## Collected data
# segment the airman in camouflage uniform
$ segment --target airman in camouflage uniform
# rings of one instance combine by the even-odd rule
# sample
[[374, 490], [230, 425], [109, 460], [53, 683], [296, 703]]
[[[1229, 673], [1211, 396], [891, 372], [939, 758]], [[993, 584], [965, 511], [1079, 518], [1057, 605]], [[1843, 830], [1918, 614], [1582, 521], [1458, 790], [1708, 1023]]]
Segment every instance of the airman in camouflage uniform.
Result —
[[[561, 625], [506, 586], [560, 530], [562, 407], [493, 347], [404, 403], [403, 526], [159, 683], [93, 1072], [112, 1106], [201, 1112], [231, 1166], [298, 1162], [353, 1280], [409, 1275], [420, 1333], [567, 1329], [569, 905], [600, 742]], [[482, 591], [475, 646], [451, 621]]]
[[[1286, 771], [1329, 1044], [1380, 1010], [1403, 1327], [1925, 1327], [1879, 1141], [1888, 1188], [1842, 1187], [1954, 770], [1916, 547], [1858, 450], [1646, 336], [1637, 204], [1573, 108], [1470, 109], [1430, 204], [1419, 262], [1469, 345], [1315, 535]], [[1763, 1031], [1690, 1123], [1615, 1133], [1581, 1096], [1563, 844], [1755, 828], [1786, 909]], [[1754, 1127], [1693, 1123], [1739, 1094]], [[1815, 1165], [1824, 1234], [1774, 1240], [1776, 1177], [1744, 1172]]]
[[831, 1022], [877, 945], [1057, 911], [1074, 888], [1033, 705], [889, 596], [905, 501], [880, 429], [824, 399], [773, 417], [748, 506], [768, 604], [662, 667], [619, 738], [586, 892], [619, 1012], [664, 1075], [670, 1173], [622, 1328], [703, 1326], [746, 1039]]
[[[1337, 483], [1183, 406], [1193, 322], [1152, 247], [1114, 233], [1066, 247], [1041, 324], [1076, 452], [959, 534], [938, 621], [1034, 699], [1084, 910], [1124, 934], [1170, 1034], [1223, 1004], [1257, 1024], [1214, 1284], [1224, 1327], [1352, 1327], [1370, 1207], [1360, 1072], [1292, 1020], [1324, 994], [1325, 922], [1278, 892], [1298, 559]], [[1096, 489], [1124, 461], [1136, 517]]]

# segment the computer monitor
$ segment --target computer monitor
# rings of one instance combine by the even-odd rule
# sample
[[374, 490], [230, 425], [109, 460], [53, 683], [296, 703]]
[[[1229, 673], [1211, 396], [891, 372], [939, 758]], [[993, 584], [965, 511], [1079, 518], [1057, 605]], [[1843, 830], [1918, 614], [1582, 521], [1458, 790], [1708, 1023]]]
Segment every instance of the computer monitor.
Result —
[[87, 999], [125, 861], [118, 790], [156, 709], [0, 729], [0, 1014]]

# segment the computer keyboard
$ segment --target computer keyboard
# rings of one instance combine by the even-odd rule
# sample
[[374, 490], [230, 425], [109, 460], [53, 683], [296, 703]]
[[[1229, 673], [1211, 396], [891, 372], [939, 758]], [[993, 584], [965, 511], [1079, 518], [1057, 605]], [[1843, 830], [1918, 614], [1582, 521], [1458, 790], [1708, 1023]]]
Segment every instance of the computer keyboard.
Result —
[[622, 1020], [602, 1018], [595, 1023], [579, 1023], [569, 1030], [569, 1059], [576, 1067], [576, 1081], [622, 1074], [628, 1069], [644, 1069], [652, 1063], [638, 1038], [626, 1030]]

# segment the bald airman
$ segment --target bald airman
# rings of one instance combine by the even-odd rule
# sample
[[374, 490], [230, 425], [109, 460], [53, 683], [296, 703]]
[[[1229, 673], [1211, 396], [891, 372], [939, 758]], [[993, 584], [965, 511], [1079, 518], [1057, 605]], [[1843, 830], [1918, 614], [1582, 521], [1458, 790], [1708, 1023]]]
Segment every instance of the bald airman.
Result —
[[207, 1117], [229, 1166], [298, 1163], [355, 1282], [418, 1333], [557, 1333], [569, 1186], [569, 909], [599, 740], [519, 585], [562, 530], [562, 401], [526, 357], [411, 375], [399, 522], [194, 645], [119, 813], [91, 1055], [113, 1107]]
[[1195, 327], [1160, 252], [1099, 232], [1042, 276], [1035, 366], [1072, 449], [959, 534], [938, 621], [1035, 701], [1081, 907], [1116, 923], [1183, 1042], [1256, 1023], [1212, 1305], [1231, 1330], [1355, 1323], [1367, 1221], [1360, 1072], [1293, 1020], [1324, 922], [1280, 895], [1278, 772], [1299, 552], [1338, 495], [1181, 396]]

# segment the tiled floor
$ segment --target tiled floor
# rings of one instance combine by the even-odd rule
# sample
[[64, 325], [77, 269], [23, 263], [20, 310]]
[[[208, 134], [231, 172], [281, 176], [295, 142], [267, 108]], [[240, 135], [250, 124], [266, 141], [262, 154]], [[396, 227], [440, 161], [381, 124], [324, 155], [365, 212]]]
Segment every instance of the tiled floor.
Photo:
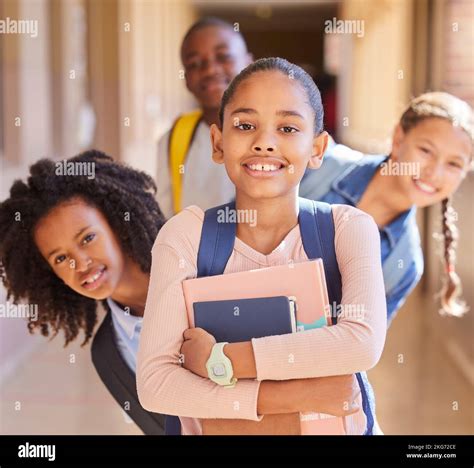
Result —
[[90, 347], [64, 348], [60, 336], [35, 348], [0, 394], [0, 434], [141, 434], [100, 381]]
[[[419, 293], [411, 297], [369, 372], [380, 425], [386, 434], [472, 434], [474, 392], [424, 328], [423, 304]], [[141, 433], [100, 382], [89, 347], [63, 348], [60, 337], [42, 341], [0, 394], [1, 434]]]
[[392, 322], [369, 372], [380, 426], [385, 434], [474, 434], [473, 388], [437, 328], [427, 326], [437, 312], [427, 310], [420, 290]]

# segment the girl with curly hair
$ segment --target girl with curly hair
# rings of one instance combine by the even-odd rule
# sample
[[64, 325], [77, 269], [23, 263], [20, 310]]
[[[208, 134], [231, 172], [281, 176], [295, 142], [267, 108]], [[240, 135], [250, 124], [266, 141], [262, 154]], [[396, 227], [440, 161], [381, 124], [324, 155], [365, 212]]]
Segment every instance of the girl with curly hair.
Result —
[[165, 222], [155, 192], [151, 177], [99, 151], [38, 161], [0, 204], [0, 276], [8, 299], [36, 306], [30, 332], [62, 330], [65, 346], [80, 332], [82, 346], [90, 341], [101, 303], [94, 365], [139, 427], [160, 434], [162, 416], [141, 408], [135, 385], [151, 248]]

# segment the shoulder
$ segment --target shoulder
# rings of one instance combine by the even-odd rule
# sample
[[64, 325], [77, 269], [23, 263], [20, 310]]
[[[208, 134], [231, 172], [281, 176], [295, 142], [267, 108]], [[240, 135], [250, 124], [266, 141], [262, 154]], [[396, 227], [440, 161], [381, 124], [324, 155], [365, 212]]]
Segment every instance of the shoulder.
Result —
[[[165, 133], [163, 133], [159, 138], [158, 138], [158, 146], [160, 148], [167, 148], [168, 147], [168, 144], [169, 144], [169, 141], [170, 141], [170, 138], [171, 138], [171, 134], [173, 133], [173, 130], [176, 128], [176, 124], [181, 121], [183, 118], [186, 118], [188, 116], [192, 116], [192, 114], [194, 114], [193, 112], [189, 113], [189, 114], [181, 114], [181, 115], [178, 115], [178, 117], [176, 117], [176, 119], [173, 121], [173, 123], [171, 124], [171, 127], [169, 128], [169, 130], [167, 130]], [[207, 124], [205, 122], [203, 122], [202, 120], [198, 122], [197, 126], [196, 126], [196, 133], [202, 133], [202, 132], [206, 132], [207, 130], [207, 136], [209, 137], [209, 127], [207, 126]]]
[[335, 204], [332, 209], [334, 250], [343, 284], [346, 280], [360, 288], [365, 282], [366, 286], [383, 289], [380, 232], [374, 219], [349, 205]]
[[167, 152], [168, 151], [168, 144], [170, 141], [171, 129], [167, 132], [163, 133], [160, 138], [158, 139], [158, 151], [159, 152]]
[[348, 146], [335, 144], [330, 146], [324, 153], [322, 168], [326, 165], [326, 171], [350, 172], [357, 167], [378, 167], [387, 159], [387, 155], [365, 154], [349, 148]]
[[356, 167], [364, 155], [341, 144], [332, 143], [326, 152], [319, 169], [307, 169], [301, 181], [300, 194], [305, 198], [319, 200], [332, 187], [332, 184], [347, 171]]
[[323, 163], [315, 172], [325, 172], [337, 176], [349, 167], [356, 166], [365, 159], [360, 151], [356, 151], [348, 146], [333, 144], [324, 153]]
[[381, 264], [380, 232], [372, 216], [350, 205], [332, 205], [338, 260], [376, 257]]
[[356, 227], [368, 231], [376, 231], [378, 227], [372, 216], [351, 205], [331, 205], [336, 235], [344, 229]]
[[158, 144], [161, 144], [162, 142], [168, 142], [168, 140], [170, 139], [172, 129], [173, 127], [170, 127], [168, 131], [161, 134], [160, 138], [158, 139]]
[[196, 205], [184, 208], [170, 218], [160, 229], [153, 246], [166, 245], [178, 252], [189, 251], [197, 254], [201, 239], [204, 211]]
[[340, 143], [330, 145], [324, 153], [324, 161], [336, 159], [335, 163], [340, 165], [354, 164], [359, 162], [364, 157], [364, 154], [355, 149]]

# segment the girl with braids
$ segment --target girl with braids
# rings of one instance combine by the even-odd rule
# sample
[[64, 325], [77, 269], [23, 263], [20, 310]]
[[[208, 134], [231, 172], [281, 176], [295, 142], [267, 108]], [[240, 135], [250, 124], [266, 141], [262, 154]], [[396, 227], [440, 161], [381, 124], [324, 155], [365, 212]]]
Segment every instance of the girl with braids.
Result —
[[355, 206], [375, 219], [381, 237], [389, 323], [423, 273], [416, 208], [441, 203], [445, 285], [440, 312], [461, 316], [455, 271], [457, 231], [451, 198], [472, 167], [473, 111], [448, 93], [413, 99], [395, 128], [388, 156], [362, 156], [330, 142], [324, 163], [307, 171], [303, 197]]
[[54, 337], [62, 330], [65, 346], [80, 332], [83, 346], [90, 341], [101, 303], [107, 315], [93, 340], [94, 365], [139, 427], [160, 434], [163, 418], [141, 408], [135, 384], [151, 247], [165, 221], [155, 184], [99, 151], [63, 163], [93, 167], [94, 177], [62, 175], [62, 163], [42, 159], [0, 204], [0, 274], [8, 298], [37, 305], [30, 332]]

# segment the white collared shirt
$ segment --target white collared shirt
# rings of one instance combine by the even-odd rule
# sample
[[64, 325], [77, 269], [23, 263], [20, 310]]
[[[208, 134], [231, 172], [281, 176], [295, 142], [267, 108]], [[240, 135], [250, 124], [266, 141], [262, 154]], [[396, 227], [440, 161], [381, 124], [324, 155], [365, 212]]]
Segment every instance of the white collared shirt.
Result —
[[[169, 169], [168, 143], [171, 131], [158, 142], [158, 172], [156, 199], [166, 219], [175, 213]], [[181, 207], [197, 205], [203, 210], [222, 205], [235, 198], [235, 186], [229, 179], [224, 164], [212, 160], [209, 125], [201, 121], [189, 147], [183, 174]]]
[[112, 313], [115, 339], [120, 355], [128, 367], [135, 373], [143, 317], [131, 315], [110, 298], [107, 299], [107, 304]]

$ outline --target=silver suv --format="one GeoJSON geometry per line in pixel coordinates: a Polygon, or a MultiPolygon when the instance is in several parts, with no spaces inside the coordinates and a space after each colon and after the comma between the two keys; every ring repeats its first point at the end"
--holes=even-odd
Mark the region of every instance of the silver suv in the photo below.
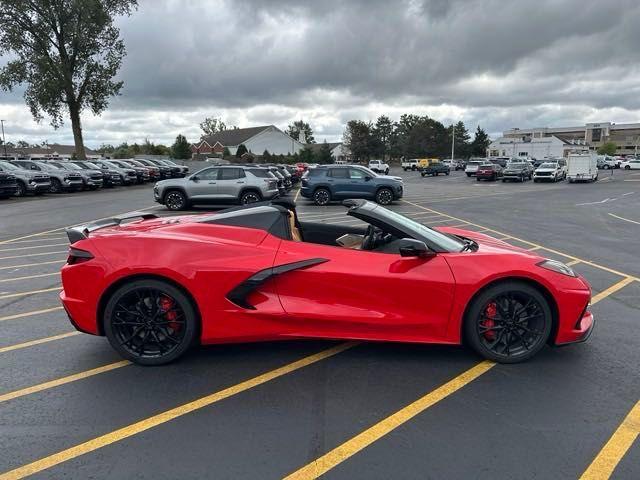
{"type": "Polygon", "coordinates": [[[51,188],[51,178],[44,173],[25,170],[5,160],[0,160],[0,170],[16,177],[16,197],[24,197],[27,193],[40,195],[51,188]]]}
{"type": "Polygon", "coordinates": [[[254,203],[278,196],[278,181],[266,168],[217,166],[185,178],[162,180],[153,187],[156,202],[169,210],[191,205],[254,203]]]}

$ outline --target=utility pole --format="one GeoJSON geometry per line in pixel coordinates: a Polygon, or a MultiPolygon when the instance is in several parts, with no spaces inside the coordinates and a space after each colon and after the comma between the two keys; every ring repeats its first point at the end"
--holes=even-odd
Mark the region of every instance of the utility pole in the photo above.
{"type": "Polygon", "coordinates": [[[451,124],[451,161],[453,162],[453,153],[456,148],[456,126],[451,124]]]}
{"type": "MultiPolygon", "coordinates": [[[[2,125],[2,145],[4,146],[4,156],[7,156],[7,142],[4,139],[4,120],[0,120],[0,125],[2,125]]],[[[637,147],[636,147],[637,149],[637,147]]]]}

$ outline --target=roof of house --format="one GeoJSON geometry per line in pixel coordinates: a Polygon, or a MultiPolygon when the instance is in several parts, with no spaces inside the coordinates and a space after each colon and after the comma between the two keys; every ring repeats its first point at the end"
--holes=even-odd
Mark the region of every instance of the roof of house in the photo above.
{"type": "Polygon", "coordinates": [[[317,153],[320,151],[323,145],[328,145],[330,150],[333,150],[339,145],[342,145],[342,142],[322,142],[322,143],[308,143],[305,145],[305,148],[310,149],[312,152],[317,153]]]}
{"type": "MultiPolygon", "coordinates": [[[[60,155],[73,155],[76,151],[75,145],[60,145],[59,143],[50,143],[47,147],[27,147],[27,148],[14,148],[15,152],[22,153],[24,155],[47,155],[50,153],[58,153],[60,155]]],[[[84,147],[86,155],[100,155],[95,150],[91,150],[89,147],[84,147]]]]}
{"type": "Polygon", "coordinates": [[[216,143],[220,143],[223,147],[236,147],[271,127],[273,127],[273,125],[223,130],[222,132],[214,133],[213,135],[205,135],[200,139],[200,141],[204,140],[212,147],[216,143]]]}

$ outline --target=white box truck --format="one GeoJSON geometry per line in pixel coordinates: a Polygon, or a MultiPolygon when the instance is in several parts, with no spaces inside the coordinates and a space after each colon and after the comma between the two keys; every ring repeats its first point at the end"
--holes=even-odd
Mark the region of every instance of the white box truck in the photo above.
{"type": "Polygon", "coordinates": [[[594,182],[598,180],[598,157],[589,153],[576,153],[567,157],[567,180],[594,182]]]}

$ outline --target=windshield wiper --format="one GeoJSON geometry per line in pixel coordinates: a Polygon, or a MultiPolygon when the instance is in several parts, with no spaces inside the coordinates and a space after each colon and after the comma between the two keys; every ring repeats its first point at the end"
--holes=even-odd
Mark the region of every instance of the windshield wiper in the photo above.
{"type": "Polygon", "coordinates": [[[463,238],[462,242],[464,243],[464,246],[462,247],[462,250],[460,250],[461,252],[466,252],[467,250],[476,252],[479,248],[478,244],[470,238],[463,238]]]}

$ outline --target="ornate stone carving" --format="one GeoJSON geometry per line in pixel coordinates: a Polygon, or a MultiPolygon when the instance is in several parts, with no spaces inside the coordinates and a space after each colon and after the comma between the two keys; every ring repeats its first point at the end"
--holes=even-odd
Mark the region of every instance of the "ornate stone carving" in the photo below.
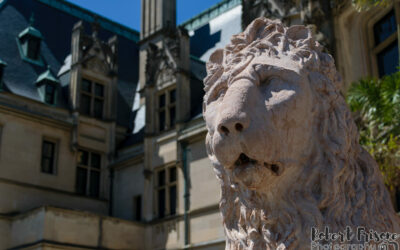
{"type": "Polygon", "coordinates": [[[97,35],[99,24],[92,24],[92,35],[82,34],[79,49],[81,50],[83,67],[101,74],[114,75],[117,73],[117,37],[112,37],[107,43],[97,35]]]}
{"type": "Polygon", "coordinates": [[[146,85],[152,85],[155,83],[155,75],[163,60],[163,56],[161,50],[153,43],[149,43],[146,51],[146,85]]]}
{"type": "MultiPolygon", "coordinates": [[[[337,1],[342,2],[342,1],[337,1]]],[[[311,25],[316,40],[333,52],[331,2],[327,0],[242,0],[243,30],[257,17],[280,19],[285,25],[311,25]]],[[[336,6],[334,6],[336,7],[336,6]]]]}
{"type": "MultiPolygon", "coordinates": [[[[177,28],[174,32],[171,31],[164,37],[162,48],[153,43],[148,44],[146,60],[147,85],[157,83],[160,72],[175,74],[179,70],[182,36],[187,36],[187,31],[184,28],[177,28]]],[[[166,78],[163,77],[163,79],[166,78]]],[[[161,79],[161,81],[163,80],[161,79]]]]}
{"type": "Polygon", "coordinates": [[[334,60],[308,28],[256,19],[211,55],[204,84],[226,249],[310,249],[312,227],[400,233],[334,60]]]}
{"type": "Polygon", "coordinates": [[[282,19],[282,9],[272,6],[271,0],[242,0],[242,28],[243,30],[257,17],[282,19]]]}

## Work required
Your answer should be one number: how many lines in the records above include "curly".

## Solution
3